> [Passage shown]:
LITR 4368
Literature of the Future
        

Final Exam Essays 2015

Model Assignments

assignment

Sample answers for Essay 1:
compare 2 or more “future scenarios”

 

Victoria Webb

7 July 2015

A Cyberonion is Not a Real Onion:
High Tech Versus Low Tech Characteristics in Narratives of the Future

          More often than not when we think of the future, we think of science fiction films like The Matrix or Terminator, which typically depict dystopic high-tech worlds at war, trench coat wearing protagonists, and human-hating machines. However, in narratives of the future, it is only occasional that we see a story that is fully high-tech or fully low-tech; while there are significant differences between high-tech and low-tech, there are occasions of intermingling of the genres. When thinking about narratives of the future, one must understand that these stories are usually taking place either during or after a great disaster or a world-altering change. This means that the world the audience dives into, is not in the shape it had always been. For high-tech dystopian stories, the reader must understand that the world was, at one point, low-tech. If the story is essentially low-tech, more often than not, there are elements that hint to a rise in technology or it is the characters who exhibit the low-tech qualities while living in a high-tech world. What is important to keep in mind is that there are elements to either genre that one may find in different narratives of the future, and it is essential to understand how to identify them and understand what it means in regards to the story as a whole.

> [Required task]:
Answer these questions about the essay page:
(a) What course number appears at its top?
(b) What date is given under the name Victoria Webb?
(c) Which two films does the opening paragraph name?
The rows have nothing to do with the essay page.

> [Excerpted records]:

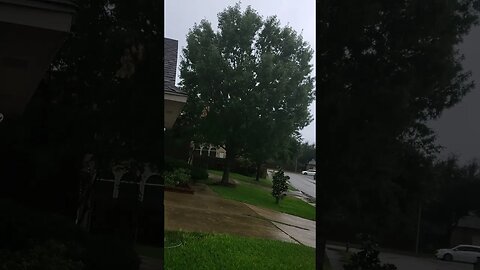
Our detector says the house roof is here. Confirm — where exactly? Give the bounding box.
[163,38,184,94]
[457,215,480,229]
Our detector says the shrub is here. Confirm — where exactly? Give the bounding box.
[272,169,290,204]
[190,167,208,180]
[164,169,190,186]
[83,235,140,270]
[0,199,140,270]
[164,157,191,172]
[0,240,84,270]
[343,235,397,270]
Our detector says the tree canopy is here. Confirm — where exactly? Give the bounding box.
[180,4,314,183]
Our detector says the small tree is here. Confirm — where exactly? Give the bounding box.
[343,235,397,270]
[272,169,290,204]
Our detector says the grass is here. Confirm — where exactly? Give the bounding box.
[208,170,272,188]
[208,170,297,191]
[137,231,315,270]
[210,177,315,220]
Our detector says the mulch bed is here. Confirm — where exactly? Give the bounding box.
[164,184,195,194]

> [Correct result]:
(a) LITR 4368
(b) 7 July 2015
(c) The Matrix and Terminator